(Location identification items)
──────────────────────────────

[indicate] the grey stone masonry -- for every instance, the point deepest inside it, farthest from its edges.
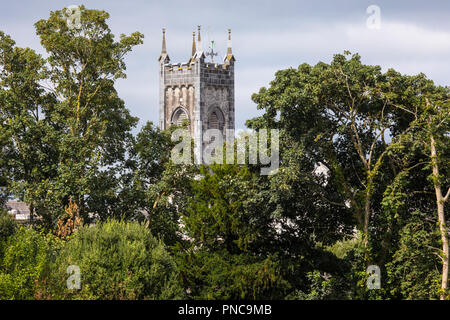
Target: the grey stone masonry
(199, 91)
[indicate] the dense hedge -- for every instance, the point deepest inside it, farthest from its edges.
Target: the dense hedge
(117, 260)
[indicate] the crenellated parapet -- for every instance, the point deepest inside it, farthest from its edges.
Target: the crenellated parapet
(198, 91)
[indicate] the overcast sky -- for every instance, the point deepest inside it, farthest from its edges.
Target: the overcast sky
(414, 36)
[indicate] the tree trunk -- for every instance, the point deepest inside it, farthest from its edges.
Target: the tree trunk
(441, 216)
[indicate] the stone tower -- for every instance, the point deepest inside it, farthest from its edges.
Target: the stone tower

──────────────────────────────

Set task -
Can you format the lines of all the records above as a JSON list of strings, one string per line, with blank lines skipped and the pictures left out?

Reply to the task -
[
  "[indicate] the grey stone masonry -- for every instance, the point deepest inside it, farthest from its edges.",
  "Target: the grey stone masonry",
  "(199, 91)",
  "[indicate] the dense hedge -- for every instance, the point deepest inside it, farthest from its edges.",
  "Target: the dense hedge",
  "(117, 260)",
  "[indicate] the crenellated parapet -- for every instance, the point deepest inside it, farthest from its edges.",
  "Target: the crenellated parapet",
  "(198, 91)",
  "[indicate] the overcast sky -- for every instance, the point deepest inside it, farthest from its edges.",
  "Target: the overcast sky",
  "(414, 36)",
  "[indicate] the tree trunk -- for every instance, the point deepest inside it, farthest from its edges.",
  "Target: the tree trunk",
  "(441, 216)",
  "[indicate] the stone tower -- for every instance, the point deepest inside it, farthest from its edges.",
  "Target: the stone tower"
]